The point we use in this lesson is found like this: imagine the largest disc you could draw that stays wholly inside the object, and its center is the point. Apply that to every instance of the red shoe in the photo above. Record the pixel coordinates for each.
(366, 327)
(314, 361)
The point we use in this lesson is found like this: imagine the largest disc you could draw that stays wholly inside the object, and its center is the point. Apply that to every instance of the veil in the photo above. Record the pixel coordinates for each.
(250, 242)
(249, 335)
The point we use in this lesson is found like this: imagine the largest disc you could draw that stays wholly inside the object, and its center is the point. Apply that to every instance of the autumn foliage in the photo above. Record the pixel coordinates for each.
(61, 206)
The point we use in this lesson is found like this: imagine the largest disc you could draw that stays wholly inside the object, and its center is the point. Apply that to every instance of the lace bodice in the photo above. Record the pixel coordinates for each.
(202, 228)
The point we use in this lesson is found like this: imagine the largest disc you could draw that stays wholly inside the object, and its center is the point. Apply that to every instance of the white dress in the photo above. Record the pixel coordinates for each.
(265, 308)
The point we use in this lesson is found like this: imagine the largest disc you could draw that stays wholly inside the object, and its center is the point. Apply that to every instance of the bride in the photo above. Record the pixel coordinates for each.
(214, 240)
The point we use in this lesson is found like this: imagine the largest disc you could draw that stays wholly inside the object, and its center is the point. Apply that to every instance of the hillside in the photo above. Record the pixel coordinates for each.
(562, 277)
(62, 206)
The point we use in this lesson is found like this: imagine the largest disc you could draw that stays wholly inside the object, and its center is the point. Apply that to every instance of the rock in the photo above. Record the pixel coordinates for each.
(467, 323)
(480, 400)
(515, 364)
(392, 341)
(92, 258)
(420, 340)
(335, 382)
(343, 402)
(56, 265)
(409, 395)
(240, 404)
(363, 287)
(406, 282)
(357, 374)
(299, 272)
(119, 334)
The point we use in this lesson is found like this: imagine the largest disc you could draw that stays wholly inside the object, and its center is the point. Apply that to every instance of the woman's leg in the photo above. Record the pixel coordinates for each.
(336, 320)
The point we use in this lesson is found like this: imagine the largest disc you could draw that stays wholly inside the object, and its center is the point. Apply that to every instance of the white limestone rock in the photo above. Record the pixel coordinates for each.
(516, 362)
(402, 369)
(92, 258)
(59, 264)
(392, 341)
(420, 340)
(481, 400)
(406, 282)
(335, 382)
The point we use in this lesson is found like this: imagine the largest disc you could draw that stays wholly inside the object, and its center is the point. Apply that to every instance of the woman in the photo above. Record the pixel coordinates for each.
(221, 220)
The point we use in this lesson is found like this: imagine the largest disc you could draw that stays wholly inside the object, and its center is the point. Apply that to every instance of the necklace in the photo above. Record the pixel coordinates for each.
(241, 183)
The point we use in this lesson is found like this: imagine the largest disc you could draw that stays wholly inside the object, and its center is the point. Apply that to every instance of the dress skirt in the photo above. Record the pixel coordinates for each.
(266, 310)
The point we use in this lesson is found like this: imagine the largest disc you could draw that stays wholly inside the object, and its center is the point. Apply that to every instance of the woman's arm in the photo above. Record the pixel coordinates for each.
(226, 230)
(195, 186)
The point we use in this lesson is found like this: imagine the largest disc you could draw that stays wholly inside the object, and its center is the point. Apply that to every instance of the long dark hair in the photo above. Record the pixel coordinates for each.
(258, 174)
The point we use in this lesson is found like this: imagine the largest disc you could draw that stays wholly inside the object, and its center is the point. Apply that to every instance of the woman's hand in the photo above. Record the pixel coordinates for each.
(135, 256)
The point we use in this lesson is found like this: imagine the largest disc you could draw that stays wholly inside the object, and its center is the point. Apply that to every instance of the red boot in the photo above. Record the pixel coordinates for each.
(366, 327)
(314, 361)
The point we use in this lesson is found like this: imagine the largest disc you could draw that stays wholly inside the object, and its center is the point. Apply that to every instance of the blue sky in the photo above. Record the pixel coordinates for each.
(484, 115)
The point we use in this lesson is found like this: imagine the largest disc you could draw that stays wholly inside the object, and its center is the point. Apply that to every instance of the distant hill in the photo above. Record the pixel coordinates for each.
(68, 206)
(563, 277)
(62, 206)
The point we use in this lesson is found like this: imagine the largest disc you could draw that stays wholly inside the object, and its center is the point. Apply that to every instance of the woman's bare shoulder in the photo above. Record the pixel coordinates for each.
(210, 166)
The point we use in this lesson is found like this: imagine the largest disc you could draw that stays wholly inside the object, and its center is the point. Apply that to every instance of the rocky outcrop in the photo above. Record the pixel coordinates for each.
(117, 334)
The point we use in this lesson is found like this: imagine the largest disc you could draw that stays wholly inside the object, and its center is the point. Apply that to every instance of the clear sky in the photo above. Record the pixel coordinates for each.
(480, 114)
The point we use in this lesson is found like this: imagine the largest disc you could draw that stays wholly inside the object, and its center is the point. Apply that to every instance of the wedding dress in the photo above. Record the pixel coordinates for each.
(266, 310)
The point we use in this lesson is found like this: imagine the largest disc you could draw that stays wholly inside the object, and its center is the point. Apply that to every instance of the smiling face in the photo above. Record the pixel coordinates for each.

---

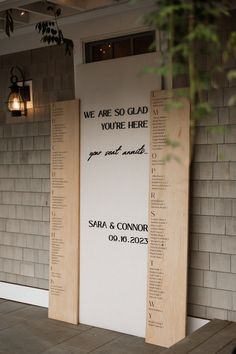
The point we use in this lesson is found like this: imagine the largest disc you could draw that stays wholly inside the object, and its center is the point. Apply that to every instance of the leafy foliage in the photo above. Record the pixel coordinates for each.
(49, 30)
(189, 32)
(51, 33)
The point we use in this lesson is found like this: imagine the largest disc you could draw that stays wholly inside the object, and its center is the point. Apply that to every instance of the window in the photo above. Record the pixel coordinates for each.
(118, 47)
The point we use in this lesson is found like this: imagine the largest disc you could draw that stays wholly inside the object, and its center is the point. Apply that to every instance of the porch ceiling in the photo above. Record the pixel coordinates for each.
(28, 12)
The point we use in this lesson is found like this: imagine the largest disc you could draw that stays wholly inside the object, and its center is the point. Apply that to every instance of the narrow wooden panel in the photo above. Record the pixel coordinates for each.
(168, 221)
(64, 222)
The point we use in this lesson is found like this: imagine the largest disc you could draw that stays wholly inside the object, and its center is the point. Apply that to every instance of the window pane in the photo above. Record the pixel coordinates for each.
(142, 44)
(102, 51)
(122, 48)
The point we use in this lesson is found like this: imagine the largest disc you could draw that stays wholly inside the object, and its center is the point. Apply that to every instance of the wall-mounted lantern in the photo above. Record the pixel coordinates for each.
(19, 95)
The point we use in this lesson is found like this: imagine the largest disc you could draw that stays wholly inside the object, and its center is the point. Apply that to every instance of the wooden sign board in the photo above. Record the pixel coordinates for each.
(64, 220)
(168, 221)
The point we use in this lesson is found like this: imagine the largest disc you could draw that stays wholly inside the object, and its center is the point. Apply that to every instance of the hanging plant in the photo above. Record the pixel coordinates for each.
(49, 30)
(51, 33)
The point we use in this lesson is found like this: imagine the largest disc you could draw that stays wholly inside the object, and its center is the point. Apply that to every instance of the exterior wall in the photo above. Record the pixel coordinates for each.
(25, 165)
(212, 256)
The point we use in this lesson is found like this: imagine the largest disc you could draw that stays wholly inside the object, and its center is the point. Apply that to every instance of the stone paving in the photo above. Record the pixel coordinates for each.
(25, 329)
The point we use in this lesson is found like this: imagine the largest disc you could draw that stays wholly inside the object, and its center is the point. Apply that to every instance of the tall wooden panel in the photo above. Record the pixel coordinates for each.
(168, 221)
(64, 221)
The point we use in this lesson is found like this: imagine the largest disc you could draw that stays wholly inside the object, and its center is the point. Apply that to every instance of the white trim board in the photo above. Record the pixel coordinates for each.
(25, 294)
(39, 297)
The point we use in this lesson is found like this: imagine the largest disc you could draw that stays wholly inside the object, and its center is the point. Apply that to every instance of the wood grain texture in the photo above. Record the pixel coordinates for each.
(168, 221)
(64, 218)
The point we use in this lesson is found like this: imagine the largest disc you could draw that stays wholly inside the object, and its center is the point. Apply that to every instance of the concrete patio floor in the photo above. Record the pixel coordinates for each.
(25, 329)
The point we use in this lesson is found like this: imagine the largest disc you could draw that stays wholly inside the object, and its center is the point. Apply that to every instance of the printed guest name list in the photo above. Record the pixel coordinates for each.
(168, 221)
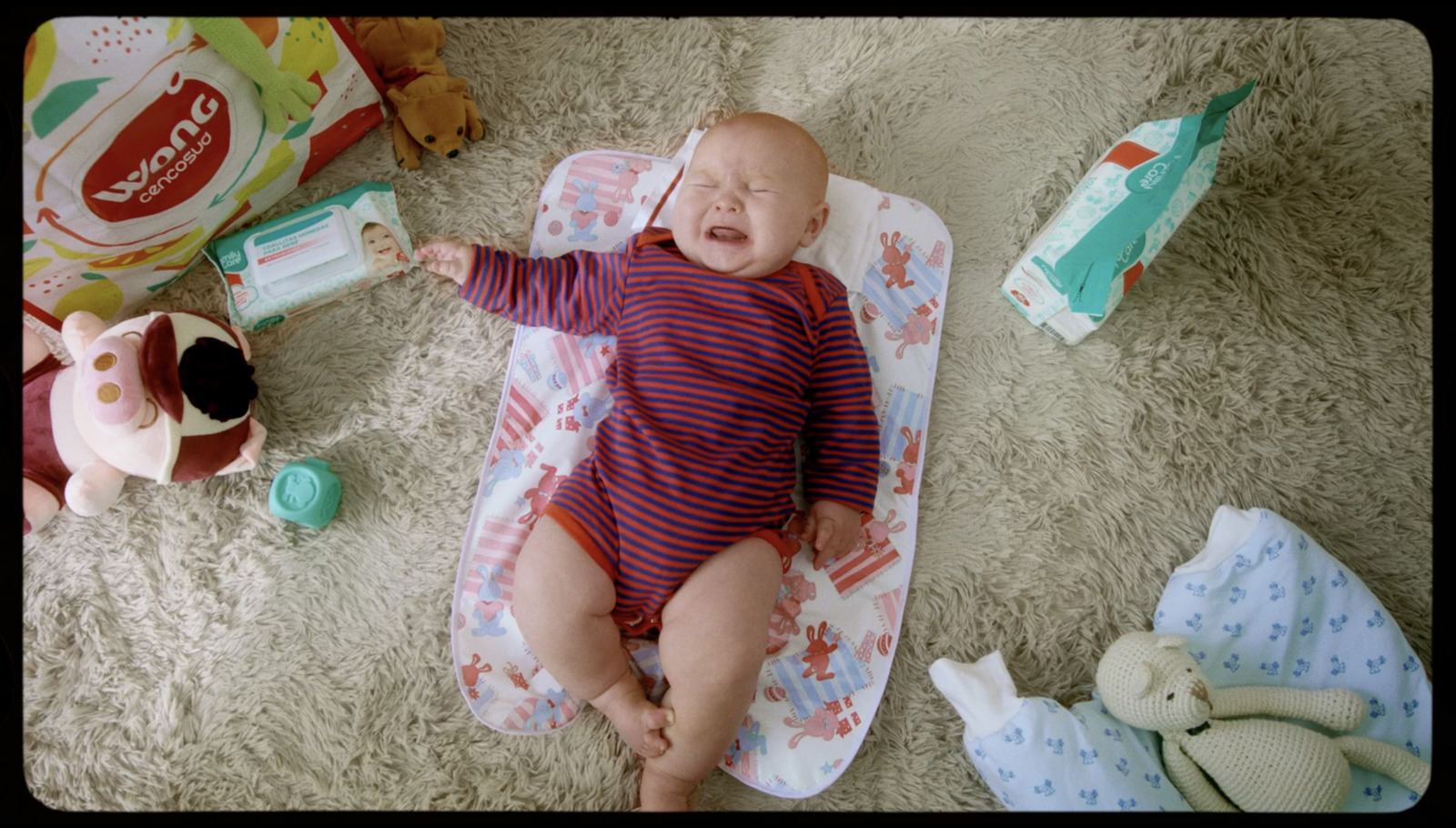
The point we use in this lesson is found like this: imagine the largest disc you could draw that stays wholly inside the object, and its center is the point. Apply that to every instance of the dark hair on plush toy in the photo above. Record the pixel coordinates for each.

■ **WHAT THIS TASK INVOLVES**
The exact lines of the material above starting at the one that contains "of the rocky" and ending at the one that contains "of the smiling" are what to retype; leave out everything else.

■ **OUTPUT OF THE TASK**
The point we use in this lesson is found like this: imagine the largest disc you could draw that stays wholly inside the object, and its center is the point. Apply that to every instance of the rocky outcrop in the photo above. Record the pixel coordinates for each.
(117, 334)
The point we use in this lesson is found like this: imagine the largest disc you could draw that stays wholly inside the object, and its center is the point. Apply that to every instance of the clear sky in the photo above. Record the pixel coordinates for each.
(480, 114)
The point we use in this lesson is found like this: imagine the largest disc you could draw that stays wholly inside the object, and its center is the point. Apply that to every instance of the wedding dress in the photo above. Record the pixel coordinates for each.
(266, 310)
The point we use in this lesson is found like this: imagine the largest disc you could draw that stays wholly inside the object, and its center is the point. Apply that to every instance of the smiling face in the photo above. Record the pixel coordinates for each.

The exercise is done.